== Required work ==
Copy every entry word for word, but skip the pictures.
[start Record set]
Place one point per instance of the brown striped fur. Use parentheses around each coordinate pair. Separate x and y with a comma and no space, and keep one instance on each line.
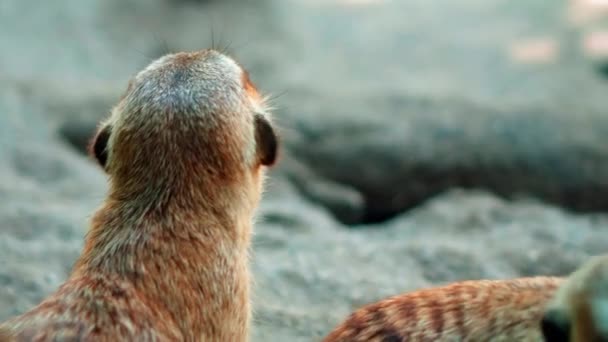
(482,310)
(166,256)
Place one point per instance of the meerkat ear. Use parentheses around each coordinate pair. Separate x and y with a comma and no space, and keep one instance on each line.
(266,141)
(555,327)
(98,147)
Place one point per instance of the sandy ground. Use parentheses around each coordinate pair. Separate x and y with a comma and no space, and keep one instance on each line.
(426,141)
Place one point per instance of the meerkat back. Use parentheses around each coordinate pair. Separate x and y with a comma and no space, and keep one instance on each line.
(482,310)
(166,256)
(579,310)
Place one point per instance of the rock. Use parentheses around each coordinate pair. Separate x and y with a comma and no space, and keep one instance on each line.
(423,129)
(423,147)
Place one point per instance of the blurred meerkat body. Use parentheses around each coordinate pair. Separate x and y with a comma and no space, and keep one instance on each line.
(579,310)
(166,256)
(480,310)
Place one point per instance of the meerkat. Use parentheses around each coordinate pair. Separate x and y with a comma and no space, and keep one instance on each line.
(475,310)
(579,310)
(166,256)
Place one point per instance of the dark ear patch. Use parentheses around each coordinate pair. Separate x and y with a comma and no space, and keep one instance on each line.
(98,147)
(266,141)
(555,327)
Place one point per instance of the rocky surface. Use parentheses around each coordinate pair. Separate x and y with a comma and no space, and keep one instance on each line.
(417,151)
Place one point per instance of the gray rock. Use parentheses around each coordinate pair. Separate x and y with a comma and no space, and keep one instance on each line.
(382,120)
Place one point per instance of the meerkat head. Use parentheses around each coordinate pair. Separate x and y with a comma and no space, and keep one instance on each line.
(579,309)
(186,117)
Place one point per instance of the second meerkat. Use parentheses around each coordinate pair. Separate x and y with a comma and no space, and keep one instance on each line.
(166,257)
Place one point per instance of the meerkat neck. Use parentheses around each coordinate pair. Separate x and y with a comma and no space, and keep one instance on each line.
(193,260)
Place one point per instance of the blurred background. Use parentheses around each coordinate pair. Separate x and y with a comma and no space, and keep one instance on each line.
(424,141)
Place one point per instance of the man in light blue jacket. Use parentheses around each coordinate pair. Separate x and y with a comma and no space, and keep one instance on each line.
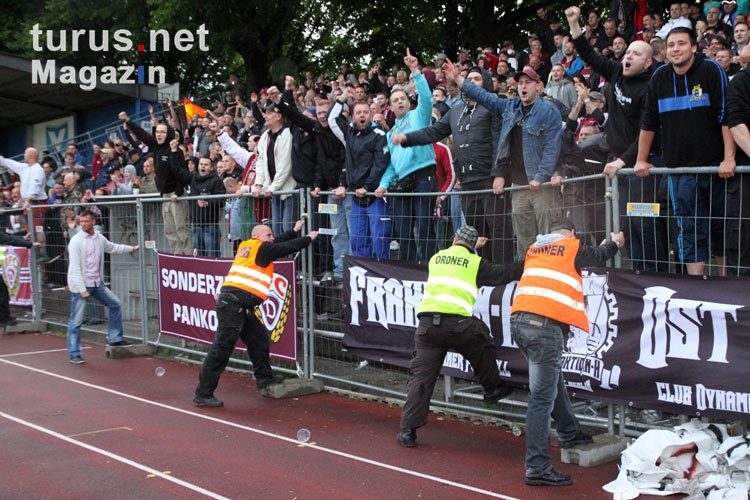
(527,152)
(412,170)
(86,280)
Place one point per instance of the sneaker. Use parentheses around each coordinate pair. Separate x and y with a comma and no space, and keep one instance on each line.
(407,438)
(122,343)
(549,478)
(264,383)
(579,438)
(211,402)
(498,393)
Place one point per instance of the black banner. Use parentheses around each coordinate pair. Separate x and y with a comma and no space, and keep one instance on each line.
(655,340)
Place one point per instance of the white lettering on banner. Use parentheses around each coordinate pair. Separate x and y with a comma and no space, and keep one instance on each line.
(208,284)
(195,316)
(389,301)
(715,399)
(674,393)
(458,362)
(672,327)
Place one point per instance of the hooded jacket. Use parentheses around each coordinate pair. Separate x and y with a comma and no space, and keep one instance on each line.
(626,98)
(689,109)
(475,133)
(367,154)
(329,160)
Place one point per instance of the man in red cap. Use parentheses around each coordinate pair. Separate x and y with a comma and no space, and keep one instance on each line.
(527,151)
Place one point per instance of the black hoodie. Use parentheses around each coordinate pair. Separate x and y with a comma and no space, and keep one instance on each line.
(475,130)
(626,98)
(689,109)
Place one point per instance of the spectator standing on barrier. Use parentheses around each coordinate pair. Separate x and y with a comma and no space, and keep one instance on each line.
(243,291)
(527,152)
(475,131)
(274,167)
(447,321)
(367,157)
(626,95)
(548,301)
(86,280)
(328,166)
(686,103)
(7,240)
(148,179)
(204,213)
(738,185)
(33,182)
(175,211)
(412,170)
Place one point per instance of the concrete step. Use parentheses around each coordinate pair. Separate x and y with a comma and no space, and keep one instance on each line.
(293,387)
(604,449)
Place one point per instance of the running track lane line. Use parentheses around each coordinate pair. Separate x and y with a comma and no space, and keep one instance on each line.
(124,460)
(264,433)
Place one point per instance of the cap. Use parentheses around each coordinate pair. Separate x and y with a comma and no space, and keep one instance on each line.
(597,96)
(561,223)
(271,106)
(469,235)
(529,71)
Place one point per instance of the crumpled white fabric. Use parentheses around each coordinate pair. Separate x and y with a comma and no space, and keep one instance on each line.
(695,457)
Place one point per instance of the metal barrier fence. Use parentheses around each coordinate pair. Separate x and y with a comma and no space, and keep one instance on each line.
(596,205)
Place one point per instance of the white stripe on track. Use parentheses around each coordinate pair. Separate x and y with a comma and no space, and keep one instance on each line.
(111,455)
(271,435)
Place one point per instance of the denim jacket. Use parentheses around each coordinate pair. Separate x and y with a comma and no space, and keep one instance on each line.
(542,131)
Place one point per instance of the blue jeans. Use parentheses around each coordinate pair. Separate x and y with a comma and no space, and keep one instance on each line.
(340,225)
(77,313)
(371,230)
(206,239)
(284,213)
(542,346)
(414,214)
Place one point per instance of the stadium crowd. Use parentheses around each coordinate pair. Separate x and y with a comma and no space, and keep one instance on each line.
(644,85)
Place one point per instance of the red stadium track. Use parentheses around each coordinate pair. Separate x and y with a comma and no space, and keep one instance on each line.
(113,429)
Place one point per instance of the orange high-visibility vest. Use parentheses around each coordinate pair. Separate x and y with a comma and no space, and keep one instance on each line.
[end Record set]
== Task output ==
Place one point per instance of the brown striped fur. Use parentheses around each coordinate pair. Separate x and y with a comma and no space, and keep one instance on each line.
(482,310)
(166,256)
Place one point per instance of the meerkat ear. Use parentheses around each coordinate pair. Separate x and y with a comma and no space, and keep one instance on each line.
(266,141)
(555,327)
(98,147)
Place one point per instance of the sandy ground. Use parentheses around each coordinate pair. Separate x and y with a comma and no space, and keep one instance on each line.
(426,141)
Place one point per instance of the meerkat back. Use parentheses around each coordinate pair. Separate x and y with a comma and no space, and keep one instance on each line.
(482,310)
(166,256)
(579,310)
Place one point per instance of the rock. Use parentheses around each coordinate pair. Separate x and y with a comma and no space, and keep one instance on each line.
(423,129)
(423,147)
Place one point per instance of the blurred meerkat body. Use parentheses around each coordinate pair. Separate x and y with a comma and no space, and keep one instance on each line.
(579,310)
(166,256)
(480,310)
Place one point per instance of the meerkat. Use parentheses around each coordinate pair. Separate x and y with a comma and no space, and keep one instance on each line.
(475,310)
(579,310)
(166,256)
Place one point per instance of the dark ear patch. Use parentheses around each coordinate pair. Separate x and y with a comma and no space, and keep one instance on each line.
(98,147)
(266,141)
(555,327)
Place one point per instance of the rocky surface. Use parentheses around each coordinate pair. Separate x and y with a comma and no space, and keep one instance on each line.
(417,151)
Place one point per instance of the gray rock. Use parentheses around each coordinate pair. Separate x and y with a comma and no space, and keep one instance on each line.
(382,120)
Place one point per instance of the meerkat head. Use parentheses around each coordinate pair. Separate x and y with a comma and no space, and keep one instance on each line.
(579,309)
(186,117)
Place one point per instance of the second meerkat. Use parentheses around each coordinate pair. Separate x and y with a comma and no space, and keep one instance on each line.
(166,257)
Place one point per instance of the meerkat neck. Use parentheses around each coordinate pair. Separate x and y with a comma and no space, and keep one instance on each line.
(193,260)
Place one point per instance of the blurred background. Use parentheses around each coordinate pair. Separate x and y with a comma and no space, and keep one instance on each line.
(424,141)
Place one point per instance of the man in light blue jacket. Use parentheses around each coordinate pair. Separate x and y with a comma and no space, and keep one instance on each line.
(527,152)
(412,170)
(86,280)
Place one point per instance of the sneaker. Use parentheses around each coordinate pair. Separate x and y with a comma and no space, and keep one instance on each line.
(407,438)
(122,343)
(549,478)
(264,383)
(579,438)
(211,402)
(498,393)
Place one point per instance of the black banner. Use parentheses around each coordinate pair. Separate x and y with a comma and no space, and keep one instance on each line.
(655,340)
Place one point per instance of the white lettering on banner. Use parentheses around each coordinate pair. Separate x and y with a comma and no space, and keep one instance on each line.
(208,284)
(195,316)
(389,301)
(715,399)
(674,393)
(458,362)
(672,327)
Place one point per instance of the hooded jacket. Use parentheses around each coordinate pair. Separate x and y with a comma and no space, and keep one instance on each line.
(626,98)
(689,109)
(475,133)
(367,154)
(329,160)
Place one point per instance of the man in red cap. Use parentheses around each coordinate pair. Separate x and y with a comma and no space, and keep one instance on each line.
(527,151)
Place one point per instance of the black hoodie. Use parentheses around each coordinate pair. Separate x and y with a comma and no space, and keep one instance on each line.
(475,130)
(626,98)
(689,109)
Place one point per instance of the spectator standing on barrier. Use parentheses around each coordinate pair. Separate x and y with a comma and no space, and keep one instance on each line.
(243,291)
(527,152)
(475,131)
(274,167)
(447,321)
(367,157)
(626,95)
(548,301)
(86,280)
(328,166)
(686,103)
(7,240)
(148,179)
(204,213)
(738,185)
(33,182)
(175,211)
(412,170)
Place one point per instance of the concrete step. Use parentheses around each coordinate pair. Separate x and y with a comma and no space, and keep one instance on each line.
(293,387)
(604,449)
Place one point per instance of the running track lane line. Use parentheses around each coordinate pair. Separate x and y with a comma and no space, and keep one instance on each line.
(124,460)
(264,433)
Place one point per instance of the cap. Use parentheses around each coordinate pair. Separate x and y with a comma and no space, and keep one instance on each line.
(597,96)
(561,223)
(271,106)
(469,235)
(529,71)
Place one point per instance of the crumpled white fabric. Use parentheses around each coordinate pair. Separate x and y with a comma and no space, and keep one instance on each line.
(695,457)
Place one point per instance of the metal barrier fence. Use parentheses around each coordinate pair. Separate x and y with a comma and no space, and keep one instance on each line.
(596,205)
Place one point per instance of the white stripe on track. Use parentheses around each coordinate pair. Separate x and y with a comma and no space, and keep one instance on each line.
(111,455)
(271,435)
Place one point per instance of the denim jacket. Use parentheses around each coordinate pair. Separate x and y with a comma and no space, and keep one instance on each line.
(542,131)
Place one point per instance of the blue jeans. Use parentheses around each coordinate pair. Separate x and y with a comma and no space, and keep one instance on each line.
(340,225)
(77,313)
(371,230)
(206,239)
(284,213)
(542,346)
(414,214)
Place one point per instance of the stadium crowd. Use parentheses around each coordinate pair. Separate x and y with a comma and no space, and keep one instance on each line.
(644,85)
Place one point per instance of the red stadium track. Use parentheses around each coordinate pair. Separate x and y with a comma and no space, and keep one instance on each line.
(113,429)
Place one point per instance of the orange high-visibility vest. Use parentheses around each coordinate pair. Separate x and y with a comma and no space, and keep one instance on each line.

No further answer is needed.